» Document
◇ ◇ ◇ ◇
= Philosophy of perception =

Branch of philosophy

Checker shadow illusion

The two areas of the image that are marked A and B and the rectangle connecting them are all of the same shade: one's eyes automatically "correct" for the shadow of the cylinder.

The philosophy of perception is concerned with the nature of perceptual experience and the status of perceptual data, in particular how they relate to beliefs about, or knowledge of, the world. Any explicit account of perception requires a commitment to one of a variety of ontological or metaphysical views. Philosophers distinguish internalist accounts, which assume that perceptions of objects, and knowledge or beliefs about them, are aspects of an individual's mind, and externalist accounts, which state that they constitute real aspects of the world external to the individual. The position of naïve realism—the 'everyday' impression of physical objects constituting what is perceived—is to some extent contradicted by the occurrence of perceptual illusions and hallucinations and the relativity of perceptual experience as well as certain insights in science. Realist conceptions include phenomenalism and direct and indirect realism. Anti-realist conceptions include idealism and skepticism. Recent philosophical works have expanded on the philosophical features of perception by going beyond the single paradigm of vision (for instance, by investigating the uniqueness of olfaction).
◇ ◇ ◇ ◇
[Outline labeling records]
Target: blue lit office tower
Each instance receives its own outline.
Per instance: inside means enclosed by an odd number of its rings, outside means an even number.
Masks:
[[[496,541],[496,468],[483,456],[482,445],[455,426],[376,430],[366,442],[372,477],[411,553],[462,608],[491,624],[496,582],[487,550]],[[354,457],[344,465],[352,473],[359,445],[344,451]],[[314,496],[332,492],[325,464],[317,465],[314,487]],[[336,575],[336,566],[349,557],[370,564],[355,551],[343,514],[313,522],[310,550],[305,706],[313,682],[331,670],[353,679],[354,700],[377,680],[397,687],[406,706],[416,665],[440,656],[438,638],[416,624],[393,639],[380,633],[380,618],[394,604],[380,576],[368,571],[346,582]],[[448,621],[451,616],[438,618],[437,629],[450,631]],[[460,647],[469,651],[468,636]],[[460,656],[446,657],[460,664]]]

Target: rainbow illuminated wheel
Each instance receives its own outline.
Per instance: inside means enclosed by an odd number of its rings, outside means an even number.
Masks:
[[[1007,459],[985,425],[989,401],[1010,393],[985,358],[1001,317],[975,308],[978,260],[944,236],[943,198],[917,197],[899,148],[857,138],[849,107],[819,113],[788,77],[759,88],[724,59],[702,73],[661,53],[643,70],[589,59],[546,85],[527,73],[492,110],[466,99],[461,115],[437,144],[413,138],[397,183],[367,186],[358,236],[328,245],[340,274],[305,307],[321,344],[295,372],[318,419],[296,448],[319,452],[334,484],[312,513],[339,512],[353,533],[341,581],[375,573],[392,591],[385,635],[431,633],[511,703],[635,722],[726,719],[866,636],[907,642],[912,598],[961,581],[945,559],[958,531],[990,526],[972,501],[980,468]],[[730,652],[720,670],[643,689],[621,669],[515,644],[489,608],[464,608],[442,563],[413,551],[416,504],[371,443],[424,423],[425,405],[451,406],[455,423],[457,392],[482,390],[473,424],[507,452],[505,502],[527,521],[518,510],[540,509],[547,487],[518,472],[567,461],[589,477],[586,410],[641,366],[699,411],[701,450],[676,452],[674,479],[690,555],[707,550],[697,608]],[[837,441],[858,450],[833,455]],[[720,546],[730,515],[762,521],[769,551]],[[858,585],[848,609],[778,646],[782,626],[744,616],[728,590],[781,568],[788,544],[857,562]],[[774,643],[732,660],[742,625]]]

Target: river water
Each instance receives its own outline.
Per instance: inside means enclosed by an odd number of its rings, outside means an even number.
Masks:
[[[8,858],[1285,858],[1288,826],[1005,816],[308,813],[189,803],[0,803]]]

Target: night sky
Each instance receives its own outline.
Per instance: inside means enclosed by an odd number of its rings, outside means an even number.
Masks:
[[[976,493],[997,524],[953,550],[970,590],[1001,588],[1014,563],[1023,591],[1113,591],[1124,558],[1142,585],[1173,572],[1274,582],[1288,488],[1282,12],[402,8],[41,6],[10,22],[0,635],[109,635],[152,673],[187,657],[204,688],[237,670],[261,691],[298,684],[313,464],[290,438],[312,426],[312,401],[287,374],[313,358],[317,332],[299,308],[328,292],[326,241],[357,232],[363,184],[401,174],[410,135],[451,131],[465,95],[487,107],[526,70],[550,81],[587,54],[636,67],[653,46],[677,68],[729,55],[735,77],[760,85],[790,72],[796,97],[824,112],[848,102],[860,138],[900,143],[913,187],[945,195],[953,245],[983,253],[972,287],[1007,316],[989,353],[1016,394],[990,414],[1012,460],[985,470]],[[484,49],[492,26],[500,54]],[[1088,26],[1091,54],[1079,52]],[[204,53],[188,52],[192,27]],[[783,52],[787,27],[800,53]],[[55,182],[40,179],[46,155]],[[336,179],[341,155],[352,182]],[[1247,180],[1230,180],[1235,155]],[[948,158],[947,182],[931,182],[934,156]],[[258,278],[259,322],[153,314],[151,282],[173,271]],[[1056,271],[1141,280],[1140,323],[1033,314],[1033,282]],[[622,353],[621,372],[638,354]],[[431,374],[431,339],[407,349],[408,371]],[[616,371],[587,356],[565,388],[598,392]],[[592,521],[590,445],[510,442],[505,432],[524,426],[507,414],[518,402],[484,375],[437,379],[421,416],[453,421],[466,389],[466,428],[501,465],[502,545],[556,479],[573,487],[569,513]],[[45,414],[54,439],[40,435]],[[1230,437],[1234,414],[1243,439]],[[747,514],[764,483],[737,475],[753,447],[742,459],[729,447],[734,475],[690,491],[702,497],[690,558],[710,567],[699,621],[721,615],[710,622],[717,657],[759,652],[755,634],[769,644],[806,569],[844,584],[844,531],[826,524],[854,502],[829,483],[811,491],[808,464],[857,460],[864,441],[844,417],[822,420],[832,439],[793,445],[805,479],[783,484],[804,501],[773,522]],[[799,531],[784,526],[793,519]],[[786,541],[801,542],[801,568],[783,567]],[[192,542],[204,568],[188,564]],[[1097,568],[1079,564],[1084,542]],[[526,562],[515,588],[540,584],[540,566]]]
◇ ◇ ◇ ◇
» Task set
A. From the philosophy of perception text, write out the stretch from "Branch of philosophy" through "of the cylinder.", switching "cylinder" to "cone".
B. For each statement, state whether it agrees with the philosophy of perception text: (i) Idealism and skepticism are anti-realist conceptions. (ii) Phenomenalism is classed as an anti-realist conception. (iii) Externalist accounts hold that perceptions are aspects of an individual's mind.
The entries have no connection to the text on the philosophy of perception.

» Answers for the exercise
A.
Branch of philosophy

Checker shadow illusion

The two areas of the image that are marked A and B and the rectangle connecting them are all of the same shade: one's eyes automatically "correct" for the shadow of the cone.

B.
(i) Yes: "Anti-realist conceptions include idealism and skepticism."
(ii) No: "Realist conceptions include phenomenalism and direct and indirect realism."
(iii) No: "externalist accounts, which state that they constitute real aspects of the world external to the individual"